[DOCUMENT SEGMENT]
^^^^

Writing Puts to Purchase Stocks

If you are very bullish on a particular stock for the long term and is looking to purchase the stock but feels that it is slightly overvalued at the moment, then you may want to consider writing put options on the stock as a means to acquire it at a discount.

So, instead of entering a limit order to purchase the stock, you can write an equivalent amount of near-month slightly out-of-the-money naked puts with a strike price that is equal to the target price at which you wish to purchase the underlying stock.

Thereafter, on expiration date, if the stock price and your sentiments towards the underlying stock remains unchanged, the puts that you sold will expire worthless. This lets you pocket the premiums received and write some more put options.

Should the stock price take a dive and goes below the put strike price, you can either follow through with your obligation and pickup the stock or you can buy back the put options at a loss. The decision you make will depend on whether your outlook towards the underlying stock has changed since taking up the position.

^^^^

[EXTRACTED RECORDS]

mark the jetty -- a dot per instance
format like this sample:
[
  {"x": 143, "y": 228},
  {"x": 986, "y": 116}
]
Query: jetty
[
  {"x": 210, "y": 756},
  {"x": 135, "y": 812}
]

^^^^

[SET OF TASKS]
a. In the text on writing puts to purchase stocks, what happens to the sold puts on expiration date if the stock price stays unchanged?
b. Reproduce the passage of the text on writing puts to purchase stocks from "So, instead of" to "more put options.".

[RESPONSES TO THE EXERCISE]
a. They expire worthless.

b.
So, instead of entering a limit order to purchase the stock, you can write an equivalent amount of near-month slightly out-of-the-money naked puts with a strike price that is equal to the target price at which you wish to purchase the underlying stock.

Thereafter, on expiration date, if the stock price and your sentiments towards the underlying stock remains unchanged, the puts that you sold will expire worthless. This lets you pocket the premiums received and write some more put options.